» Stated goal
Edit the data below by changing "record the coordinates" to "list the coordinates" wherever it occurs, keeping every other line and character unchanged. Leave the pictures out of your answer.

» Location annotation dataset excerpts
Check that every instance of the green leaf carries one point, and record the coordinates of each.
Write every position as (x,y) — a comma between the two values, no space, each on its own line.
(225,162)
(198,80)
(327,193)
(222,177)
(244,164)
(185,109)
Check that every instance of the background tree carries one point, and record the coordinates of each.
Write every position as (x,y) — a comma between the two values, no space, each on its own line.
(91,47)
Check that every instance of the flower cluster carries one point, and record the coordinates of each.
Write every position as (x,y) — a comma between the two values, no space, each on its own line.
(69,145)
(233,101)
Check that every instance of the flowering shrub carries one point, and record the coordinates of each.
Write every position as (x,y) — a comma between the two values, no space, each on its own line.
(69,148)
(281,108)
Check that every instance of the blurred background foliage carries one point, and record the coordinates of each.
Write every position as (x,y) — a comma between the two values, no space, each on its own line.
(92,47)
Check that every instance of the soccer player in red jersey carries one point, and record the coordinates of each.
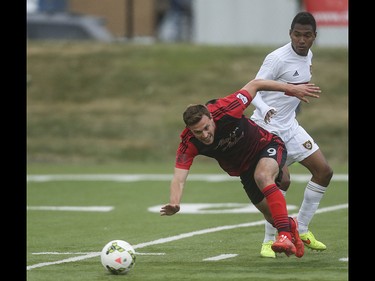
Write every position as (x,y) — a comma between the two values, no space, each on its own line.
(243,149)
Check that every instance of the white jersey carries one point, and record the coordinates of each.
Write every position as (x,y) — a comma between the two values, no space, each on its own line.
(284,65)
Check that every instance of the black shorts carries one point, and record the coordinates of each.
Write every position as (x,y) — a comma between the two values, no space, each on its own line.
(275,149)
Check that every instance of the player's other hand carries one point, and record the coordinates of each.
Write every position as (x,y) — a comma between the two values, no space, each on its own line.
(302,91)
(169,209)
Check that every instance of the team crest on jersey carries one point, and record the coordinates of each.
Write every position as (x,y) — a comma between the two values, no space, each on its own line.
(307,145)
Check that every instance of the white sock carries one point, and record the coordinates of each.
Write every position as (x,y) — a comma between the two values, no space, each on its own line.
(313,194)
(269,230)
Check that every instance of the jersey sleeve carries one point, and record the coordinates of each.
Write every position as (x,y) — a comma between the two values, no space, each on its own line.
(233,105)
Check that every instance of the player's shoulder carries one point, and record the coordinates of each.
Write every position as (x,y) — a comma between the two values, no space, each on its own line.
(186,135)
(280,54)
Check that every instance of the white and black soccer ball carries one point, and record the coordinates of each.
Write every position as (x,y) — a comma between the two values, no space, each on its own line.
(118,257)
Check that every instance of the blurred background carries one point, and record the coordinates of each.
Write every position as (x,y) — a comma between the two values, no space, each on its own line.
(229,22)
(107,81)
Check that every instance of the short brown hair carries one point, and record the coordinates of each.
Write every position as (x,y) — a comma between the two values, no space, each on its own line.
(194,113)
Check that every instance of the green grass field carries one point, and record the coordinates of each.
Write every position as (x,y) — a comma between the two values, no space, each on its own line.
(65,245)
(115,109)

» Expected answer
Check that every instance of the green leaf carries one point, and list the coordinates of each.
Write every position as (x,y) — a comma between the two values, no space, each on its own line.
(225,162)
(198,80)
(327,193)
(222,177)
(244,164)
(185,109)
Check that every instance of the background tree carries one point, and list the coordinates of each.
Write every position as (x,y) — a comma between the two values, no space, each on its own line.
(91,47)
Check that every instance of the flower cluster carries one point, and list the coordinates of each.
Write every position as (x,y) — a comma between the two values, no space, each on its own line.
(69,145)
(233,101)
Check that every instance of the flowering shrub carries one point, and list the coordinates of each.
Write every position as (x,y) — a comma between the two values, no space, each on its own line.
(69,148)
(281,108)
Check that every instance of the blurred background foliage carries one point, and list the coordinates of each.
Write every position as (x,y) — a comma between the two values, no space, each on its own line.
(92,47)
Check that every instance of the soccer player in red jersey carries one point, and list the coordinates of each.
Write every position as (x,y) — a comma between the two values, no space, each on its own line.
(243,149)
Check that every instance of the white jersey carries one point, and list the coordinates of each.
Write every position as (x,y) — a comma between the two values, no space, each on its own line.
(284,65)
Check that every instance of the black shorts carries one point, and list the coordinates of each.
Write every position as (x,y) — a comma between the two values, no space, each on its own line.
(275,149)
Check that every instance of the player's other hand carries one point, and list the coordinates of each.
Write every position as (x,y) — a comma between the two values, no space, each on its own line.
(302,91)
(169,209)
Check that every instance of the team crest on jersey carries one point, and list the coordinates of each.
Write every position as (x,y) — a comma between the two values, no space, each on its own line.
(307,145)
Check that every instance of the white sock carries one point, and list the coordinates of each.
Write every position as (x,y) — a comma between the two values, no space, each on its own line.
(313,194)
(269,230)
Check that every instance of the jersey sleeve carries one point, and list the coordinates of each.
Write every position as (x,y) — a comma between the two values, no space, each on its own line.
(233,105)
Check that every instance of the player's shoulder carries one point, and list the coordinates of each.
Write every position as (x,y) — a comma between the two values, no space, each on its own line.
(186,135)
(280,54)
Check that every instance of the white and black soccer ball carries one point, and list the coordinates of each.
Write every position as (x,y) — a comma between the two values, no space, each on its own line.
(118,257)
Check that every instance of the blurred background carries one point, and list the coordinates of each.
Write every position as (x,y) — a comma between the two values, no space, each on its own line.
(229,22)
(107,81)
Check that every instance of the short brown hair carries one point, and list the coordinates of each.
Write every position as (x,y) — a comma between the two values, no space, each on its own line.
(194,113)
Check that every instance of the green grass field carries one point, and list the coordinates of each.
Write every position as (x,y) — a comma between the two values, no space, each on its own line.
(65,245)
(115,109)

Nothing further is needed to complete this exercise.